### GOAL 1
Can you copy the net income article word for word between "Example: a retailer" and "cash story differs.", inclusive?

* start ARTICLE *

What Net Income Tells You

Net income is profit under accrual accounting: revenue is recorded when earned and expenses when incurred, regardless of when cash moves. The Financial Accounting Standards Board codifies the rules in US GAAP, and every public filer reports the same line under the same standards. That uniformity makes net income the backbone of cross-company comparison: earnings per share, price-to-earnings, return on equity, and most analyst forecasts run on net income.

Limitation: accruals require judgment. Revenue can be booked before cash arrives. Depreciation spreads a past outlay over years management chose. Bad-debt reserves, warranty provisions, and goodwill impairments rest on estimates. Net income is consistent across companies but not always close to economic reality.

Example: a retailer reports $200M net income on $2B revenue. Inside sit $60M of depreciation on stores already paid for, $30M of stock-based compensation that diluted shareholders without touching cash, and a $10M return provision that may not materialize. The income statement shows $200M of profit. The cash story differs.

* end ARTICLE *
* start RECORDS *

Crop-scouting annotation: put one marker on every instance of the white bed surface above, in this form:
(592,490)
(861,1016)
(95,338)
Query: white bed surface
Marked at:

* end RECORDS *

### GOAL 2
Could you rewrite the rows with "white bed surface" changed to "pale bed surface" and nothing else altered?

### FULL SOLUTION 1
Example: a retailer reports $200M net income on $2B revenue. Inside sit $60M of depreciation on stores already paid for, $30M of stock-based compensation that diluted shareholders without touching cash, and a $10M return provision that may not materialize. The income statement shows $200M of profit. The cash story differs.

### FULL SOLUTION 2
Crop-scouting annotation: put one marker on every instance of the pale bed surface above, in this form:
(592,490)
(861,1016)
(95,338)
Query: pale bed surface
Marked at:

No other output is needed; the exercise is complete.